▶ _EXERCISE OBJECTIVE_
Reproduce the records. Keep every word exact and include no images.

----- PROVIDED MATERIAL

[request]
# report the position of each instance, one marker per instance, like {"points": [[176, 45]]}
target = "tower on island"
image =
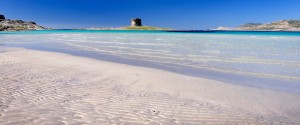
{"points": [[136, 22], [2, 17]]}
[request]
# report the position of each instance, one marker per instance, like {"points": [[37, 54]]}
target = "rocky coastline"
{"points": [[283, 25], [18, 25]]}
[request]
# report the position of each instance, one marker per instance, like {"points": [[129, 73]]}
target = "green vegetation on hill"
{"points": [[284, 25], [143, 28]]}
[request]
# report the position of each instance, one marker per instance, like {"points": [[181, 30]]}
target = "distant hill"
{"points": [[17, 25], [284, 25]]}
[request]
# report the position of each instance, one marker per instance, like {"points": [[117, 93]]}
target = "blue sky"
{"points": [[177, 14]]}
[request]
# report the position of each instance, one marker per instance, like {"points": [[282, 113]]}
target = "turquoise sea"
{"points": [[258, 59]]}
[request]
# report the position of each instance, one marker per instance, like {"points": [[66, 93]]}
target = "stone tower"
{"points": [[2, 17], [136, 22]]}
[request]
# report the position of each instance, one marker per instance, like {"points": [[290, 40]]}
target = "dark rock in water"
{"points": [[2, 17], [32, 23], [136, 22]]}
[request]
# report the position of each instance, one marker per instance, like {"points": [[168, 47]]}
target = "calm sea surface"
{"points": [[257, 59]]}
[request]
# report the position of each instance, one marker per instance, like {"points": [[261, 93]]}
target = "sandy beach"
{"points": [[39, 87]]}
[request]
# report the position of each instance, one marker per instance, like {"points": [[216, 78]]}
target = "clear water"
{"points": [[257, 59]]}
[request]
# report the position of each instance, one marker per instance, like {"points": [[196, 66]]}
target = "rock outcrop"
{"points": [[2, 17], [136, 22], [17, 25], [284, 25]]}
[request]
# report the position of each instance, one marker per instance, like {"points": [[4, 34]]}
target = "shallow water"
{"points": [[258, 59]]}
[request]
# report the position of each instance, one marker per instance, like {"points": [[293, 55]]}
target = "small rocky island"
{"points": [[284, 25], [17, 25]]}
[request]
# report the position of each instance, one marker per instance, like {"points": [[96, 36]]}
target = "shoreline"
{"points": [[69, 72]]}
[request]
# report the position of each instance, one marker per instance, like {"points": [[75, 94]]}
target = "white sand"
{"points": [[52, 88]]}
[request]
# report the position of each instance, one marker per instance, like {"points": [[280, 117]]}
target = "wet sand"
{"points": [[39, 87]]}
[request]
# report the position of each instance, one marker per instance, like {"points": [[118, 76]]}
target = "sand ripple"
{"points": [[62, 94]]}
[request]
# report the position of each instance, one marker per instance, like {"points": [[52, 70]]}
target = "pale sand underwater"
{"points": [[39, 87]]}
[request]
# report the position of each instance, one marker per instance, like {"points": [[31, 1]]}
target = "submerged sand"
{"points": [[40, 87]]}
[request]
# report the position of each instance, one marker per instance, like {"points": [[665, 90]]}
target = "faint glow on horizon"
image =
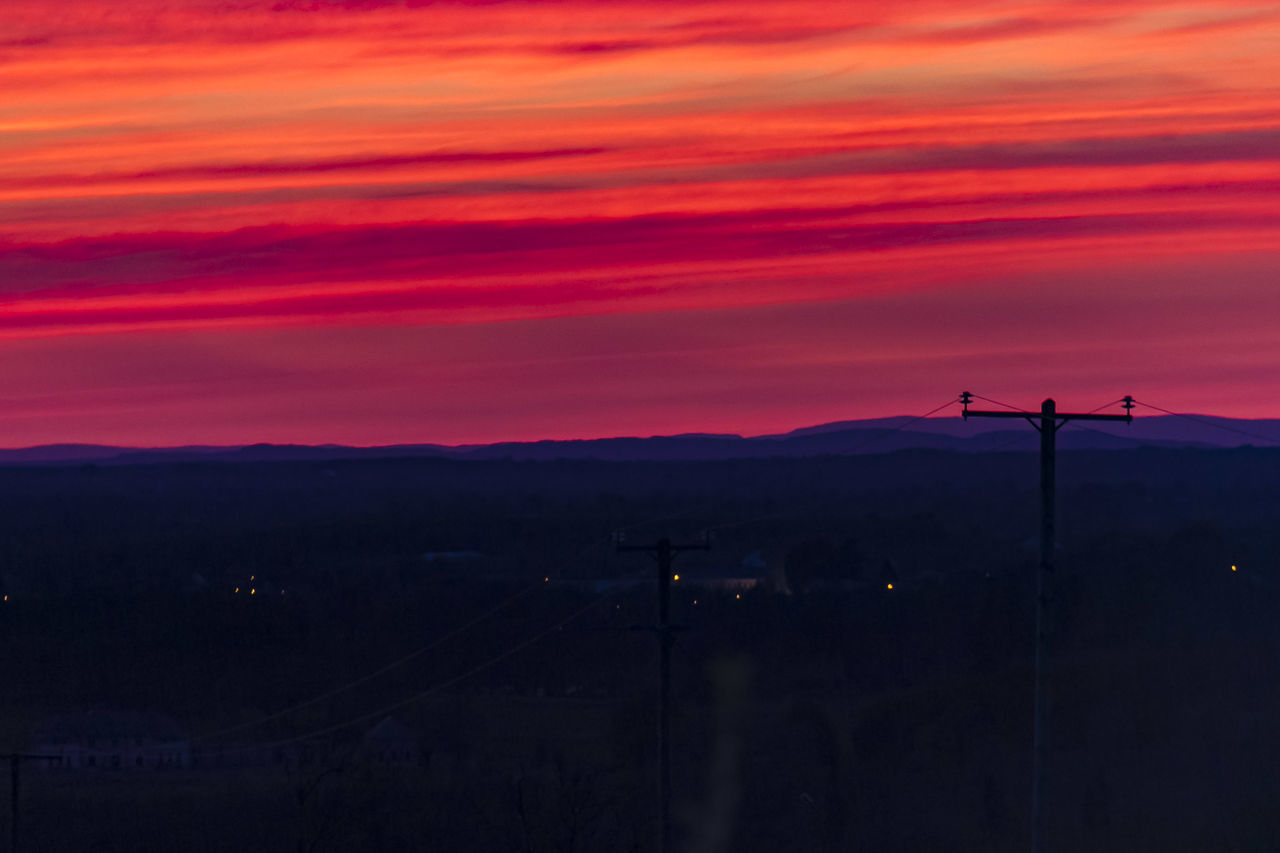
{"points": [[293, 211]]}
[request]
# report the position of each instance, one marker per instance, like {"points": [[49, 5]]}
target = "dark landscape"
{"points": [[853, 669]]}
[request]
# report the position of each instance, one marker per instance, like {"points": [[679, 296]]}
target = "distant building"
{"points": [[113, 740]]}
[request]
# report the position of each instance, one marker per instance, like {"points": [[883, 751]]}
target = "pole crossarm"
{"points": [[1043, 419], [664, 552], [1047, 420]]}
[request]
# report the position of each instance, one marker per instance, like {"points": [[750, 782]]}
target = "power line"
{"points": [[429, 692], [995, 402], [370, 676], [1048, 420], [1211, 423]]}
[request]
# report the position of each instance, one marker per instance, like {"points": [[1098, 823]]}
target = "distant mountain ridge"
{"points": [[873, 436]]}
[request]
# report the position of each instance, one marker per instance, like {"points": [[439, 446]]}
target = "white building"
{"points": [[112, 740]]}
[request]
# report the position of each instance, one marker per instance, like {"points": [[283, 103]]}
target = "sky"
{"points": [[400, 220]]}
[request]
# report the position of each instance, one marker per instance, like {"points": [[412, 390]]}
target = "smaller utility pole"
{"points": [[664, 555], [16, 760], [1047, 422]]}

----------

▶ _WORKED ANSWER_
[request]
# report the position of each instance, one marker per instance, like {"points": [[176, 45]]}
target = "tower on island"
image =
{"points": [[136, 22], [2, 17]]}
[request]
# report the position of each instance, one marker per instance, like {"points": [[37, 54]]}
target = "rocky coastline"
{"points": [[283, 25], [18, 25]]}
[request]
# report the position of each instance, one marker per instance, like {"points": [[129, 73]]}
target = "green vegetation on hill"
{"points": [[284, 25], [143, 28]]}
[request]
# report the position of each instance, one marker per instance, like {"points": [[181, 30]]}
target = "distant hill"
{"points": [[17, 25], [284, 25]]}
[request]
# report the position of each instance, one marker per instance, like {"points": [[117, 93]]}
target = "blue sky"
{"points": [[177, 14]]}
[request]
# report the position of each instance, one marker per instance, like {"points": [[282, 113]]}
target = "turquoise sea"
{"points": [[258, 59]]}
[request]
# report the position of each instance, one marker per instance, like {"points": [[66, 93]]}
target = "stone tower"
{"points": [[2, 17], [136, 22]]}
[request]
# report the position of each instance, one marker per instance, like {"points": [[290, 40]]}
target = "dark rock in water"
{"points": [[2, 17], [32, 23], [136, 22]]}
[request]
# report the position of each instance, one marker per instance, like {"points": [[168, 47]]}
target = "calm sea surface"
{"points": [[257, 59]]}
[request]
# report the position of each instance, one marker per instance, like {"points": [[261, 93]]}
target = "sandy beach"
{"points": [[39, 87]]}
[request]
# report the position of each instance, one marker per instance, like {"points": [[216, 78]]}
target = "clear water"
{"points": [[257, 59]]}
[request]
# report the position of each instance, one marker per instance, like {"points": [[196, 66]]}
target = "rock outcrop"
{"points": [[2, 17], [136, 22], [17, 25], [284, 25]]}
[request]
# report the position of each instance, one marker per instance, like {"points": [[4, 34]]}
target = "shallow water"
{"points": [[258, 59]]}
[request]
# report the position of each instance, one marker per instance, like {"points": [[293, 55]]}
target = "small rocky island"
{"points": [[284, 25], [17, 25]]}
[request]
# report the position of each instance, one marker per instance, like {"points": [[96, 36]]}
target = "shoreline"
{"points": [[69, 72]]}
[request]
# report the position of each instance, one marker per instance, like {"points": [[75, 94]]}
target = "white sand"
{"points": [[52, 88]]}
[request]
# report the position of each instance, one marker per instance, like {"points": [[280, 117]]}
target = "wet sand"
{"points": [[39, 87]]}
[request]
# report the position of each instance, one marker per instance, like {"points": [[118, 76]]}
target = "sand ripple"
{"points": [[62, 94]]}
[request]
# report the position of each instance, one marker per instance, like {"points": [[52, 70]]}
target = "pale sand underwater"
{"points": [[39, 87]]}
[request]
# report the position of each instance, one marker per instance, like {"points": [[31, 1]]}
target = "submerged sand"
{"points": [[40, 87]]}
[request]
# report the position of each instance, one marker per instance, like {"points": [[665, 90]]}
target = "faint glow on horizon"
image =
{"points": [[293, 211]]}
[request]
# report the position of each instance, one marker per instance, like {"points": [[49, 5]]}
target = "dark landscape"
{"points": [[853, 669]]}
[request]
# report the position of each instance, one marker per instance, like {"points": [[679, 296]]}
target = "distant building"
{"points": [[113, 740]]}
[request]
# report the position of each instance, one marker per instance, like {"points": [[883, 751]]}
target = "pole crossarm"
{"points": [[1043, 419], [664, 552], [1047, 420]]}
[request]
# report the position of each instance, one marker per instance, like {"points": [[750, 782]]}
target = "power line"
{"points": [[429, 692], [995, 402], [370, 676], [1048, 420], [1211, 423]]}
[request]
# report the position of each instance, one marker per instance, like {"points": [[1098, 823]]}
target = "distant mountain ridge"
{"points": [[873, 436]]}
[request]
# report the position of each instance, one marker per instance, like {"points": [[439, 446]]}
target = "white building"
{"points": [[112, 740]]}
[request]
# report the position of each instance, one marker per instance, like {"points": [[283, 103]]}
target = "sky"
{"points": [[400, 220]]}
[request]
# report the position of each instance, one marker per instance, like {"points": [[412, 390]]}
target = "smaller utility pole"
{"points": [[664, 555], [16, 760], [1047, 422]]}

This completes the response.